_Text:_
-*-*-

The tendency for the impact of psychic distance dimensions to be scored lower than those for the level of psychic distance itself suggests that even small firms may find ways of coping with the impact of some dimensions through conscious managerial action. The cognitive orientation we adopted provided insights into how the SMEs studied were able to ‘bridge’ or ‘avoid’ the negative impacts of psychic distance. The contribution that trusted business associates in Brazil could make to effective bridging was frequently mentioned, as were ways in which such relationships were initiated. It became clear that SME executives do not find it cost-effective or feasible to accumulate country-specific information and knowledge in-house. They do not have the capacity to employ specialists to do this or to engage expensive consultants for the same purpose. If they happened to have a personal command of such information this was an unusual bonus. These considerations heighten the importance in their minds of securing such information through trusted social relationships with foreign associates.

-*-*-

_Extracted material:_
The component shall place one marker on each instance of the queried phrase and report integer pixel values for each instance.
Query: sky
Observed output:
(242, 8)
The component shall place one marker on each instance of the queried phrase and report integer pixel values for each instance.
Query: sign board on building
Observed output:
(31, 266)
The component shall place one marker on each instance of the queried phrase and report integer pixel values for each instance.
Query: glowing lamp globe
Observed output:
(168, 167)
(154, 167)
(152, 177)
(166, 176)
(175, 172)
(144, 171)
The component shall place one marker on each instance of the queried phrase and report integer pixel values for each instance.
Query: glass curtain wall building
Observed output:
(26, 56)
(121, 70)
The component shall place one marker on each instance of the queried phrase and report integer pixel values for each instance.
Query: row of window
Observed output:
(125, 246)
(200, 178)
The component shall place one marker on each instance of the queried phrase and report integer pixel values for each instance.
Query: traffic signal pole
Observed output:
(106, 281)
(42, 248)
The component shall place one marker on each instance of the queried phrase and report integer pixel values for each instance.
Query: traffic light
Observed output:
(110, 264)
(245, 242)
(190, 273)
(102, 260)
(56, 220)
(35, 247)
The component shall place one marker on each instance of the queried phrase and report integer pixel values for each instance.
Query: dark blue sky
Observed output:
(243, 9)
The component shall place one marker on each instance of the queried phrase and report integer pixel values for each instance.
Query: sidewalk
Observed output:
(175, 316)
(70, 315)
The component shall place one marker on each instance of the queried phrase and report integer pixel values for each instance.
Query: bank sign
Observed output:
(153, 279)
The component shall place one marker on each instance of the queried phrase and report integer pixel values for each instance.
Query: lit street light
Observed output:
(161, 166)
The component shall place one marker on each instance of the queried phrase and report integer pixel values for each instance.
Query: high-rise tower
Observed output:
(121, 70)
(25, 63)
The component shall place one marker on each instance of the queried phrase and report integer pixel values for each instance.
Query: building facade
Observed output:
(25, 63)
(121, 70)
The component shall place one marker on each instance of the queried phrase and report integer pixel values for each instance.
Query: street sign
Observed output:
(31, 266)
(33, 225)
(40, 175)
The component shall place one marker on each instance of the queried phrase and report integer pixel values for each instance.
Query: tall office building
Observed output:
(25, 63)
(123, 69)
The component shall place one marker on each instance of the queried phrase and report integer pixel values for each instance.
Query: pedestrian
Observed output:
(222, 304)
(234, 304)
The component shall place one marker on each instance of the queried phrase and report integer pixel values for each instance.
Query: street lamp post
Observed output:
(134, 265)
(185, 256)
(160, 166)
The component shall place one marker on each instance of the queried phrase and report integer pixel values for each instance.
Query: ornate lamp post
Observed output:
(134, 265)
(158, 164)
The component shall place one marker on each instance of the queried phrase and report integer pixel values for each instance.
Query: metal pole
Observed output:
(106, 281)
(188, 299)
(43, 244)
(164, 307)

-*-*-

_Directions:_
Continue the passage on how small firms bridge psychic distance, picking up after its final sentence.

_Result of the task:_
This conclusion is consistent with the growing awareness of how trust-based networking is particularly significant for the successful internationalization of SMEs. It is also consistent with evidence that relationship marketing styles based on trust and harmony may be more effective in certain cultures, especially those of emerging economies in which traditional values are stronger and formal institutional alternatives are weaker (Abramson/Ai 1998). However, we know relatively little about how such networking is initiated and maintained (Zaheer/Harris 2006, Zain/Ng 2006). Our study suggests that this would be a worthwhile area for further investigation.

While the distinction between bridging and avoidance is sometimes rather tenuous, it is based on the difference between reducing and averting transaction costs, which appears to be conceptually sound and also worth pursuing further in future investigations. Moreover, avoidance is not necessarily easy to achieve, and some forms of it transgress laws and regulations and are therefore inherently risky. One of the contributions of this study is to add the idea of distance-avoidance to the analytical framework offered by Child, Ng and Wong (2002) in terms of distance-compression and distance-bridging as factors alleviating the problems or uncertainties associated with psychic distance.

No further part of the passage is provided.